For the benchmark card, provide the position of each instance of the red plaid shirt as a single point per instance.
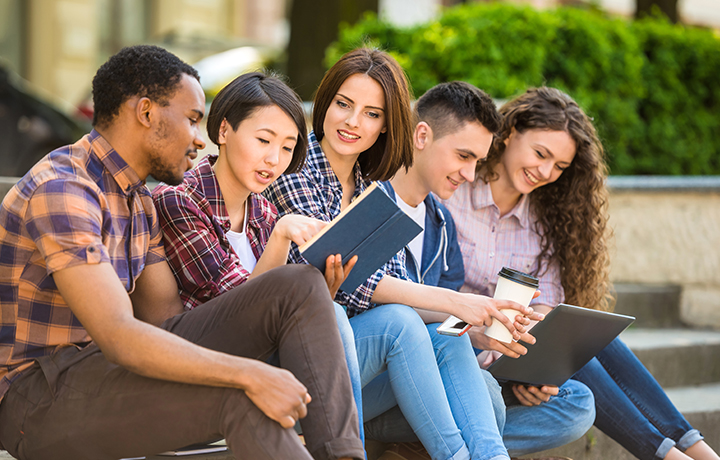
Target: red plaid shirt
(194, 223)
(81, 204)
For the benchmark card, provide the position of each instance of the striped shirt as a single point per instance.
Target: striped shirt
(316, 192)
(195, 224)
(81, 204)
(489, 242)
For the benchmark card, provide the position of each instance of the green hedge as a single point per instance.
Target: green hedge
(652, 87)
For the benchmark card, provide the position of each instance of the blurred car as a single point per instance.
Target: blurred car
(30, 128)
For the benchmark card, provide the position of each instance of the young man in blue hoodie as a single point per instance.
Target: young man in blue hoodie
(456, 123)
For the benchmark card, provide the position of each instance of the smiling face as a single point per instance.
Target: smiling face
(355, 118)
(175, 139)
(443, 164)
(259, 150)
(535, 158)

==

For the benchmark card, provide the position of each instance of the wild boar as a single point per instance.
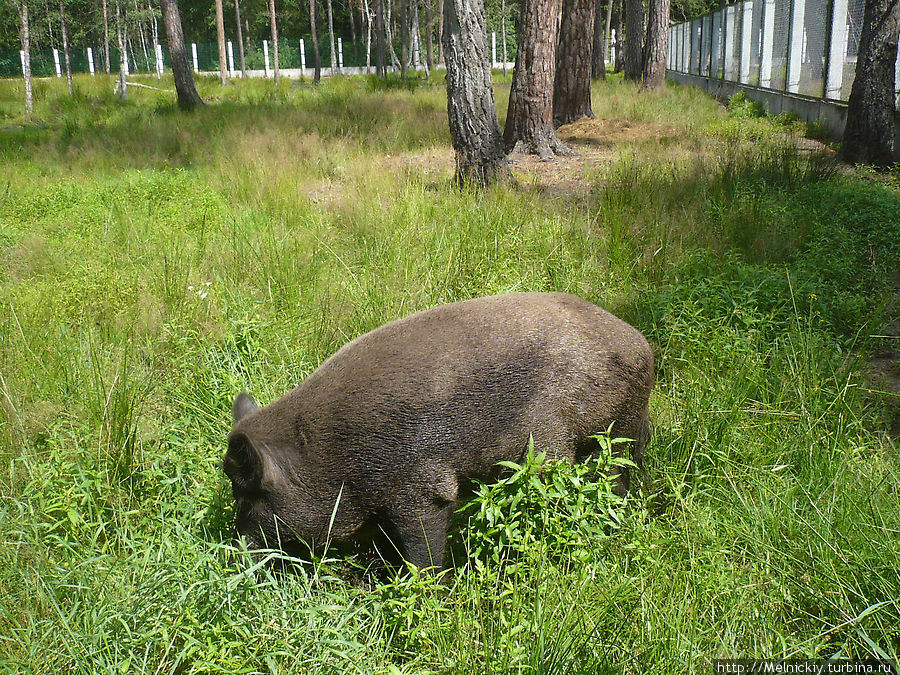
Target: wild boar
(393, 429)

* * *

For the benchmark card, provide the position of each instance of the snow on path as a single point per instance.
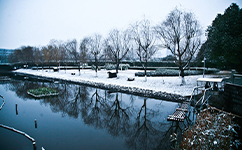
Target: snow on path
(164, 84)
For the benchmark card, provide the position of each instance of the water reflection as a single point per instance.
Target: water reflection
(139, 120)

* **What is being asked**
Which lines of the material above contain the word "snow"? Gather each of them and copy it out in full.

* **Output for this task**
For the benchmark card, provide the position of each instance of the snow on path as a single point per instance.
Target: snow on path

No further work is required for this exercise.